Abaküs Yazılım
8. Hukuk Dairesi
Esas No: 2014/10711
Karar No: 2015/19314
Karar Tarihi: 27.10.2015

Yargıtay 8. Hukuk Dairesi 2014/10711 Esas 2015/19314 Karar Sayılı İlamı

8. Hukuk Dairesi         2014/10711 E.  ,  2015/19314 K.

    "İçtihat Metni"

    MAHKEMESİ : Balıkesir 2. Aile Mahkemesi
    TARİHİ : 26/12/2013
    NUMARASI : 2013/79-2013/875

    D.. K.. ile S.. K.. ve N.. K.. aralarındaki tapu iptali ve tescil davasının reddine dair Balıkesir 2. Aile Mahkemesinden verilen 26.12.2013 gün ve 79/875 sayılı hükmün duruşma yapılması suretiyle Yargıtay"ca incelenmesi davacı vekili tarafından istenilmiştir. Dosya incelenerek işin duruşmaya tabi olduğu anlaşılmış ve duruşma için 23.06.2015 Salı günü tayin edilerek taraflara çağrı kağıdı gönderilmişti. Duruşma günü taraflardan kimse gelmediğinden incelemenin evrak üzerinde yapılmasına karar verildi. Temyiz isteğinin süresi içinde olduğu anlaşıldıktan sonra duruşmaya son verilerek dosya incelendi gereği düşünüldü:

    K A R A R

    Davacı Durmuş vekili, evlilik birliği içerisinde satın alınan ve davacının ölen eşi D.. K.. adına tapuda kayıtlı dava konusu 1595 ada 775 parselin davacının gelir ve birikimleri ile edinildiğini ancak o tarihte yurtdışında bulunması nedeniyle davalı eş adına tescil edildiğini açıklayarak taşınmaza ait tapu kaydının iptaliyle davacı adına tapuya tesciline karar verilmesini istemiş, harcını yatırdığı 31.07.2007 tarihli dilekçesi ile de, talebini taşınmaz bedeli olan 350.000 TL"nın davalıdan alınması şeklinde ıslah etmiştir.
    Davalı N.. K.. vekili, davanın reddine karar verilmesini savunmuş, davalı S.. K.. ise usulüne uygun tebligata rağmen yargılama oturumlarına katılmamıştır.
    Mahkemece, 10 yıllık zamanaşımının geçtiği gerekçesi ile davanın reddine karar verilmesi üzerine; hüküm, davacı vekili tarafından temyiz edilmiştir.

[Verilen Kayıtlar]:
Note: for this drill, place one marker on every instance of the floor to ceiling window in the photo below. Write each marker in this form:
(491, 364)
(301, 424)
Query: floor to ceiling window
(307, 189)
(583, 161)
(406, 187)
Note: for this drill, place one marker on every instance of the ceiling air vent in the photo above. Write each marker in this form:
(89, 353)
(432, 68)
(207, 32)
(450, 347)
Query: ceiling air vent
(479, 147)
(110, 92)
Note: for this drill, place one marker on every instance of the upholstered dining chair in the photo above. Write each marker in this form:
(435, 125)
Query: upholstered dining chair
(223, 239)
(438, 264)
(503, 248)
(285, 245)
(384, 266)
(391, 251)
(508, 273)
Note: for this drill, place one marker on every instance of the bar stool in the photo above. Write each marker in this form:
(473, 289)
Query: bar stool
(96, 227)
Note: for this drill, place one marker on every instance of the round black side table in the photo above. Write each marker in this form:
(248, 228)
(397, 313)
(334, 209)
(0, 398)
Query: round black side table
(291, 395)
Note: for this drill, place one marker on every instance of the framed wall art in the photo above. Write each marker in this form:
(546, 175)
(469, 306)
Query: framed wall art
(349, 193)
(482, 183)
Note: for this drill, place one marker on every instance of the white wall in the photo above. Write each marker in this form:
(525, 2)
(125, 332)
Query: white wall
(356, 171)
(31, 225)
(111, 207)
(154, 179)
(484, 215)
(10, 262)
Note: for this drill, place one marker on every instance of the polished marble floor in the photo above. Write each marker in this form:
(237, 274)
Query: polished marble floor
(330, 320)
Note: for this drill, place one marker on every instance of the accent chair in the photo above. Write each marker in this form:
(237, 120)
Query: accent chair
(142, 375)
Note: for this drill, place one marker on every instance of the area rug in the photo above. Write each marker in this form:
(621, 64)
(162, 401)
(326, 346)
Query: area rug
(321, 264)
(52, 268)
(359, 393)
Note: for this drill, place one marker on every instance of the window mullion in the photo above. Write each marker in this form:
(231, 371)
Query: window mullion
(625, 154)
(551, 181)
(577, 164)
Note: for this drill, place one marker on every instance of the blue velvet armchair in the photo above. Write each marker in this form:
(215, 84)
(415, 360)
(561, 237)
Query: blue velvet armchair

[Yapılacak İşler]:
1 – Yargıtay kararında geçen bütün farklı tarihleri sıralayın; birden fazla yerde geçen bir tarihi yalnızca bir kez yazın.
2 – Şu ifadelerin Yargıtay kararıyla uyuşup uyuşmadığını belirtin ve her biri için karardaki belirleyici sözleri aynen aktarın: (a) Duruşma günü taraflardan hiçbiri gelmemiştir. (b) Davalı S.. K.. yargılama oturumlarının tamamına katılmıştır. (c) Mahkeme davayı 5 yıllık zamanaşımı gerekçesiyle reddetmiştir.
3 – Yargıtay kararını son cümlesinden sonra devam ettirin.
Kayıtlar başka bir kaynaktan alınmıştır.

[Görev Yanıtları]:
1 – 27.10.2015; 26.12.2013; 23.06.2015; 31.07.2007

2 –
(a) Evet: "Duruşma günü taraflardan kimse gelmediğinden"
(b) Hayır: "davalı S.. K.. ise usulüne uygun tebligata rağmen yargılama oturumlarına katılmamıştır"
(c) Hayır: "10 yıllık zamanaşımının geçtiği gerekçesi ile davanın reddine"

3 –
    Maddi olayları ileri sürmek taraflara, hukuki nitelendirme yapmak ve uygulanacak kanun maddelerini belirlemek hakime aittir (6100 s.lı HMK 33 m). Tarafların murisi D.. K.."ın ölümü sonrası geride sağ eş davacı Durmuş ile çocukları davalılar Nevzat ve Serkan kalmışlardır. İddianın ileri sürülüş şekli ve Dairenin göreve ilişkin bozma ilamı karşısında dava; evlilik birliği içerisinde mal ayrılığı rejiminin geçerli olduğu 23.08.1988 tarihinde alınarak 26.08.1989 tarihinde ölen eş D.. K.. adına tapuya tescil edilen taşınmazın davacının gelir ve birikimleri ile alındığı iddiası ile açılmış bulunan, ölüm sebebiyle mal rejiminin tasfiyesinden kaynaklanan katkı payı alacak isteğine ilişkindir. Mal rejimi TMK’nun 225/1 maddesi gereğince Döne"nin ölüm tarihinde sona ermiştir.
    4721 sayılı Türk Medeni Kanunu"nda mal rejiminin tasfiyesi davaları için herhangi bir zamanaşımı süresi düzenlemesi getirilmemiştir. Bu gibi durumlarda TMK’nun 5. maddesi yollamasıyla 6098 sayılı TBK uygulanmalıdır. Zira; TBK"nun 646. maddesine göre Borçlar Kanunu, Medeni Kanunun tamamlayıcısı olarak kabul edilmiştir. Buna göre, TBK"nun 146. maddesinde yer alan 10 yıllık zamanaşımı süresi mal rejiminin tasfiyesi davalarında da uygulanmalıdır. Nitekim Yargıtay Hukuk Genel Kurulu"nun (17.04.2013 tarih ve 2013/8-375 E. 2013/520 K. sayılı kararı) ve dairemizin uygulaması da bu yöndedir. Her ne kadar, Dairemiz önceki uygulamalarında edinilmiş mallara katılma rejiminin boşanmayla sona ermesi durumunda, TMK"nun 178. maddesindeki 1 yıllık zamanaşımı süresini kabul etmiş ise de; Yargıtay HGK"nun yukarıda açıklanan içtihadı doğrultusunda görüş değişikliğine gidilmiştir.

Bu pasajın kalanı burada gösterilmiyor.